DIRECTIONS: Pull out every line below that contains the word "building" and copy each such line in full. Letter case counts.

Excerpts from location labeling data:
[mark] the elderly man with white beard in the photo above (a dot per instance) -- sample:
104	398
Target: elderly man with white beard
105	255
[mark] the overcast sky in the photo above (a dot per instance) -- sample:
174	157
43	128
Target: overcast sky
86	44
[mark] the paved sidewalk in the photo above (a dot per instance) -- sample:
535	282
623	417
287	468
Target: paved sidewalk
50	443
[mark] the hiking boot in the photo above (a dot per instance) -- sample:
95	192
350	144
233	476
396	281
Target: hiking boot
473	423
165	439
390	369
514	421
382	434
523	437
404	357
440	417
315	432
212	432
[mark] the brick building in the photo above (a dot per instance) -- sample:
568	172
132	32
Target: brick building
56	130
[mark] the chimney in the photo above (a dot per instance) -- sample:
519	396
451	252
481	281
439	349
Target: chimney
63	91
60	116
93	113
--
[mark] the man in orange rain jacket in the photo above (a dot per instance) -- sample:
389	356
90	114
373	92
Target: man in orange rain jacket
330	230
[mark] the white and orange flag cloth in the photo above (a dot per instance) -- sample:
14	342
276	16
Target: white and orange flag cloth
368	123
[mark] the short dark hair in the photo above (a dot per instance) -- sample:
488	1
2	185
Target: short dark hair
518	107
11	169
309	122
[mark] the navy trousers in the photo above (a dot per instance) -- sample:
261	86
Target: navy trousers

ANSWER IN FULL:
[mark] the brick building in the photo above (a dot per instance) -- sample:
Target: brick building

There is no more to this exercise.